● PAGE EXTRACT:
--- Start ---

2.0.0 Migration Guide
The 2.0 release of the google-cloud-dataproc
client is a significant upgrade based on a next-gen code generator, and includes substantial interface changes. Existing code written for earlier versions of this library will likely require updates to use this version. This document describes the changes that have been made, and what you need to do to update your usage.
If you experience issues or have questions, please file an issue.
Supported Python Versions
WARNING: Breaking change
The 2.0.0 release requires Python 3.6+.
Method Calls
WARNING: Breaking change
Methods expect request objects. We provide a script that will convert most common use cases.
- Install the library
python3 -m pip install google-cloud-dataproc
- The script
fixup_dataproc_v1_keywords.py
is shipped with the library. It expects an input directory (with the code to convert) and an empty destination directory.
$ fixup_dataproc_v1_keywords.py --input-directory .samples/ --output-directory samples/
Before:
from google.cloud import dataproc
client = dataproc.ClusterControllerClient()
clusters = client.list_clusters(project_id="project_id", region="region")
After:
from google.cloud import dataproc
client = dataproc.ClusterControllerClient()
clusters = client.list_clusters(request={
'project_id' : "project_id", 'region' : "region"
})
More Details
In google-cloud-dataproc<2.0.0
, parameters required by the API were positional parameters and optional parameters were keyword parameters.
Before:
def get_cluster(
self,
project_id,
region,
cluster_name,
retry=google.api_core.gapic_v1.method.DEFAULT,
timeout=google.api_core.gapic_v1.method.DEFAULT,
metadata=None,
):
In the 2.0.0 release, all methods have a single positional parameter request
. Method docstrings indicate whether a parameter is required or optional.
Some methods have additional keyword only parameters. The available parameters depend on the google.api.method_signature
annotation specified by the API producer.
After:
def get_cluster(
self,
request: clusters.GetClusterRequest = None,
*,
project_id: str = None,
region: str = None,
cluster_name: str = None,
retry: retries.Retry = gapic_v1.method.DEFAULT,
timeout: float = None,
metadata: Sequence[Tuple[str, str]] = (),
) -> clusters.Cluster:
NOTE: The
request
parameter and flattened keyword parameters for the API are mutually exclusive. Passing both will result in an error.

--- End ---

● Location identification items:
--- Start ---

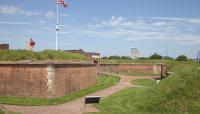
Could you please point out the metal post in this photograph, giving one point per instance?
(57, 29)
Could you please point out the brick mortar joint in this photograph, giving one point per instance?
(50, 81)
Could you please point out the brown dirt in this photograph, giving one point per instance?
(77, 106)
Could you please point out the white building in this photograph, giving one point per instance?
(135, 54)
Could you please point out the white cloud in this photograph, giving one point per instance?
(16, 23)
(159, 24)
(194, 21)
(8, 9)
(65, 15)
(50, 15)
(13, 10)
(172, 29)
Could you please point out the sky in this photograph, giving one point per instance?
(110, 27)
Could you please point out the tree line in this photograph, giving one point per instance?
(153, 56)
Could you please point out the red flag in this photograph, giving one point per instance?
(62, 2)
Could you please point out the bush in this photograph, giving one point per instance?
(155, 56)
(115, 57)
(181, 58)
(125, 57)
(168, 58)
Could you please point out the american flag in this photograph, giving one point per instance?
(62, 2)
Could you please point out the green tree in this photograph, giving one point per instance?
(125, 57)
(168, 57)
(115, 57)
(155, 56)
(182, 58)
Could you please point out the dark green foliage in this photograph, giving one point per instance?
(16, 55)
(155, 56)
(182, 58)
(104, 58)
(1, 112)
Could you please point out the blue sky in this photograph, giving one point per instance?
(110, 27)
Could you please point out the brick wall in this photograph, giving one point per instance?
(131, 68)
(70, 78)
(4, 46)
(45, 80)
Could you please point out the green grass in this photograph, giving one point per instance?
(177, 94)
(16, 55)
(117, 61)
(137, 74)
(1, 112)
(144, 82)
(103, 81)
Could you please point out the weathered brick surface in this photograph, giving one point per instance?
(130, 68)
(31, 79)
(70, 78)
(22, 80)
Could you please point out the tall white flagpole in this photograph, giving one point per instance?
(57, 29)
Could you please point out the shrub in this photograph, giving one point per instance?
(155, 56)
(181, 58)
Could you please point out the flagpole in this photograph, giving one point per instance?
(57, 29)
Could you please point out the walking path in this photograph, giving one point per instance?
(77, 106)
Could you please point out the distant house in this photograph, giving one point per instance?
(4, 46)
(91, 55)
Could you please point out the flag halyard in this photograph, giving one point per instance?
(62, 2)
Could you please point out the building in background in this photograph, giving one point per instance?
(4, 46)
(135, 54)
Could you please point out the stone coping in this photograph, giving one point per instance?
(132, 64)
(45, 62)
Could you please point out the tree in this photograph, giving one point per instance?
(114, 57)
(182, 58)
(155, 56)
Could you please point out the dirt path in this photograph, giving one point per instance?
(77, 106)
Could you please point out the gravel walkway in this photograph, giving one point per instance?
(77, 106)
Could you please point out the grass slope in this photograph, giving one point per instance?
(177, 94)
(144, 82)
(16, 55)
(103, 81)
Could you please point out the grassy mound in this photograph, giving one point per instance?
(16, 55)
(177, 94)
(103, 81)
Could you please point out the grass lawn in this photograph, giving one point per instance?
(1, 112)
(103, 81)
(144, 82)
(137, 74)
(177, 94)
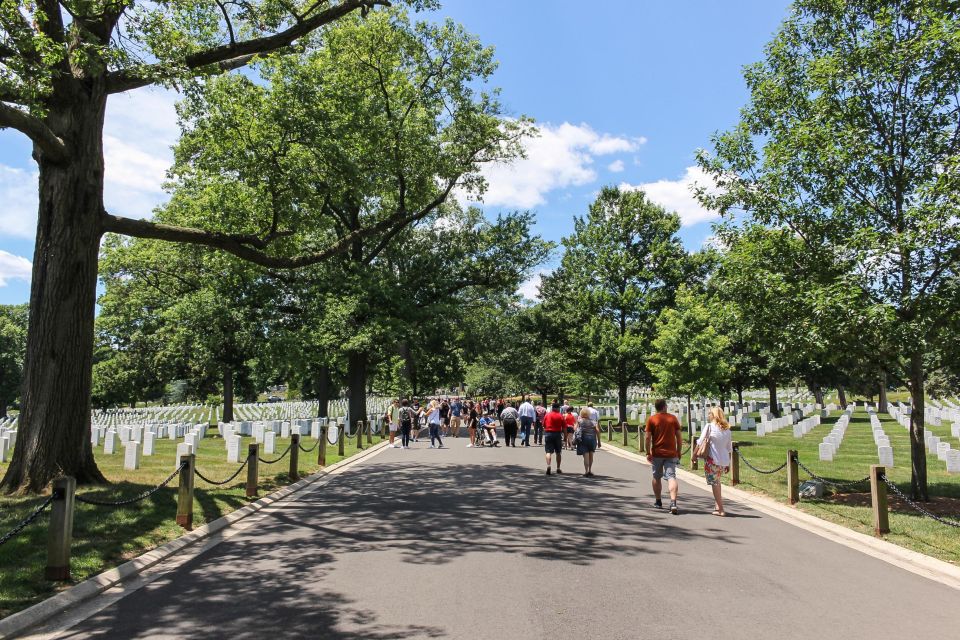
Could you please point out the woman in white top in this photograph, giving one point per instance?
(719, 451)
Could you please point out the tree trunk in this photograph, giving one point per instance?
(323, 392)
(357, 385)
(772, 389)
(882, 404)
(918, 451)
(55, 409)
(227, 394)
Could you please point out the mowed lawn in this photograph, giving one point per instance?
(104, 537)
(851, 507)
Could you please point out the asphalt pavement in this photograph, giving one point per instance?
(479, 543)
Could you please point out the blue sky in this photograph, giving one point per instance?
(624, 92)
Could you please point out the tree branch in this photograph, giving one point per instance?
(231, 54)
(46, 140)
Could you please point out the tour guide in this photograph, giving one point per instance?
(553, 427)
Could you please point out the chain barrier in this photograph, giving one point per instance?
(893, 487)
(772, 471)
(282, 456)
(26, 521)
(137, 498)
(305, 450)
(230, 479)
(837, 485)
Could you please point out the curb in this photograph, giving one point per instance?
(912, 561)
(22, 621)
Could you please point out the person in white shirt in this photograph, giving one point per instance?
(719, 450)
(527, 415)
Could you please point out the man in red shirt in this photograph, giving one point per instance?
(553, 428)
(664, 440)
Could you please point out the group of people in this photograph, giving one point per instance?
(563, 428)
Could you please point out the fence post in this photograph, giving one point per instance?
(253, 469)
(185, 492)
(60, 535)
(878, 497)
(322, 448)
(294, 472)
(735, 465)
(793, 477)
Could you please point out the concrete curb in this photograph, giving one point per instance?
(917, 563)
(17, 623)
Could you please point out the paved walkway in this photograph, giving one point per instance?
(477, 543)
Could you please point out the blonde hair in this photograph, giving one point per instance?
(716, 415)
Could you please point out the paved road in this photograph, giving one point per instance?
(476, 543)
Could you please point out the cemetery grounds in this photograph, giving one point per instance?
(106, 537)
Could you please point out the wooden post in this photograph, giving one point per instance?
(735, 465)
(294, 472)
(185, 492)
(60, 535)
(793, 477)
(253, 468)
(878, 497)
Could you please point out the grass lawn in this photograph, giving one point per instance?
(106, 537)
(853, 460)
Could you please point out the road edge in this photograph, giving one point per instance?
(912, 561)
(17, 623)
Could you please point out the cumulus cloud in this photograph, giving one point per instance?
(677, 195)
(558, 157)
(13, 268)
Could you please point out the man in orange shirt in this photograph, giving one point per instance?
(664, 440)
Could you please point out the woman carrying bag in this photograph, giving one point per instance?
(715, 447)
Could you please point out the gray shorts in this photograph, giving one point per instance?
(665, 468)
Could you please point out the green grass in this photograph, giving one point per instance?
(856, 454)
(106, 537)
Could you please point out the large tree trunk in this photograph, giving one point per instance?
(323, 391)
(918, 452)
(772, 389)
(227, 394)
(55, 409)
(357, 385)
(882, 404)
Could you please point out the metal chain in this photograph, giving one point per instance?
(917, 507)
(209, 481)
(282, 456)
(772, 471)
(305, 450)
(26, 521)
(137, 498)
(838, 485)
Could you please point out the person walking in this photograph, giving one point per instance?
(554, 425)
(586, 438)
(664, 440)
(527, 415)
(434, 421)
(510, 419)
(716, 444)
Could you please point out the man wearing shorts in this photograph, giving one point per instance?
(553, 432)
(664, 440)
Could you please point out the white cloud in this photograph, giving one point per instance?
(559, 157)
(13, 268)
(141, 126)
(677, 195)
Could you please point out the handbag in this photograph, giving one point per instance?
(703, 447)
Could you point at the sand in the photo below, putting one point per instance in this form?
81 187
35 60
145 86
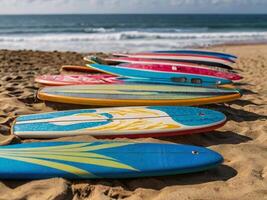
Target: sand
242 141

--- End ---

● EXERCISE INSTRUCTIONS:
(a) Reproduce word for word the passage of the Dataproc migration guide between "2.0.0 Migration Guide" and "requires Python 3.6+.", inclusive.
(b) Write the next part of the Dataproc migration guide, picking up after its final sentence.

● TASK-BY-TASK ANSWERS:
(a)
2.0.0 Migration Guide
The 2.0 release of the google-cloud-dataproc
client is a significant upgrade based on a next-gen code generator, and includes substantial interface changes. Existing code written for earlier versions of this library will likely require updates to use this version. This document describes the changes that have been made, and what you need to do to update your usage.
If you experience issues or have questions, please file an issue.
Supported Python Versions
WARNING: Breaking change
The 2.0.0 release requires Python 3.6+.

(b)
Both of these calls are valid:
response = client.get_cluster(
request={
"project_id": project_id,
"region": region,
"cluster_name": cluster_name
}
)
response = client.get_cluster(
project_id=project_id,
region=region,
cluster_name=cluster_name
)
This call is invalid because it mixes request
with a keyword argument cluster_name
. Executing this code
will result in an error.
response = client.get_cluster(
request={
"project_id": project_id,
"region": region
},
cluster_name=cluster_name
)
Enums and Types
WARNING: Breaking change
The submodules enums
and types
have been removed.
Before:
from google.cloud import dataproc
status = dataproc.enums.ClusterStatus.State.CREATING
cluster = dataproc.types.Cluster(cluster_name="name")
After:
from google.cloud import dataproc
status = dataproc.ClusterStatus.State.CREATING
cluster = dataproc.Cluster(cluster_name="name")
Path Helper Methods
The following path helper methods have been removed. Please construct the paths manually.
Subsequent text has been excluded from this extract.